◆ TASK TO COMPLETE
Restate the data word for word. Leave the pictures out.

◆ RECORDS FOR THE TASK
┄┄┄┄┄┄┄┄┄┄┄┄┄┄┄┄┄┄┄┄

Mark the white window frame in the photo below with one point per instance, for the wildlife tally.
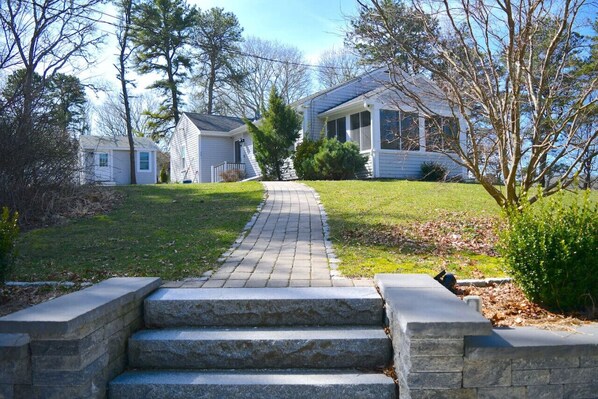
(149, 161)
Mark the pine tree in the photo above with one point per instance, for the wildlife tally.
(277, 132)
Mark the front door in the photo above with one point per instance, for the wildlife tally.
(238, 151)
(102, 166)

┄┄┄┄┄┄┄┄┄┄┄┄┄┄┄┄┄┄┄┄

◆ EXERCISE SOLUTION
Mark the white window frame in the photo below with one point per instance, for the wildlife tally.
(149, 161)
Mark the pine tree in the photo above with one point per instance, for the wildlife tally.
(277, 132)
Mark the front door in the photo above with one point per instance, for the wildlife tally.
(238, 151)
(102, 166)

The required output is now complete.